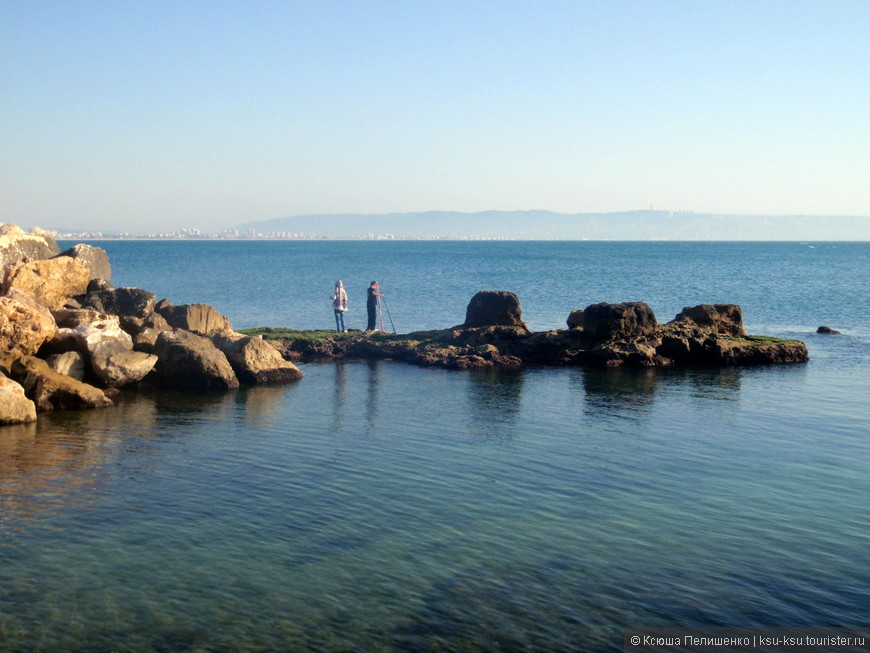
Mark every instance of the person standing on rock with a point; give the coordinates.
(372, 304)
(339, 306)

====================

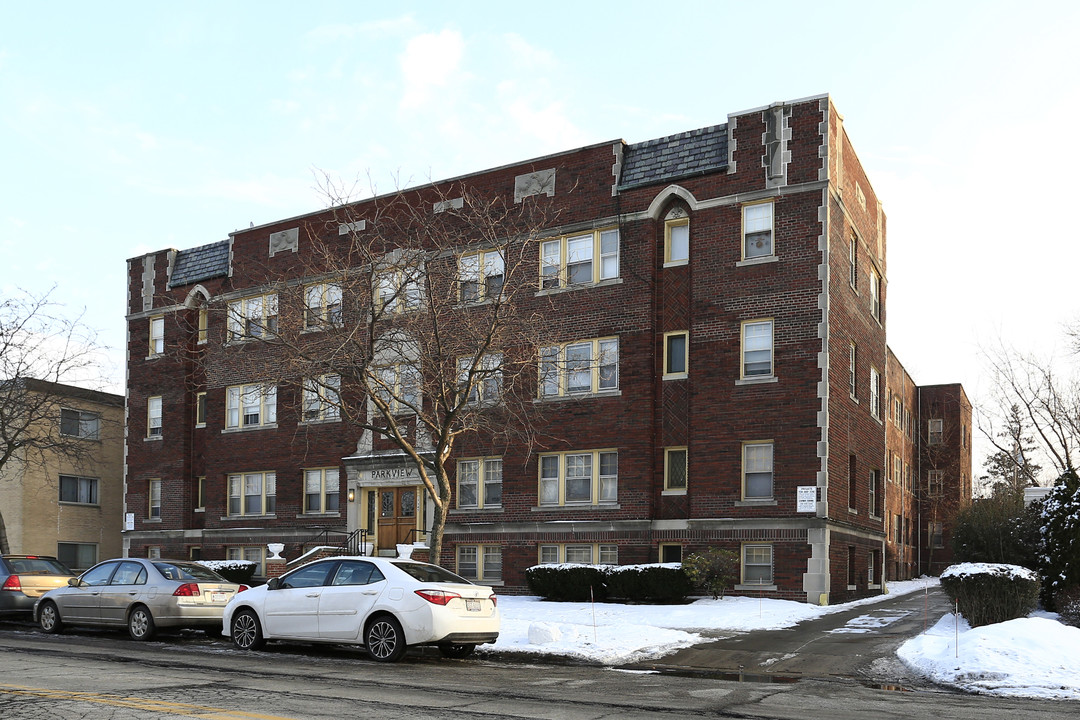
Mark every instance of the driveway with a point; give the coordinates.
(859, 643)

====================

- STATED EXERCISE -
Pull out every line in the entries above that contains the word "instance", and copy each line in full.

- WRITTEN ANSWER -
Mark every instance of the person standing on rock with a point; give the coordinates.
Mark every instance of the driveway with a point; give the coordinates.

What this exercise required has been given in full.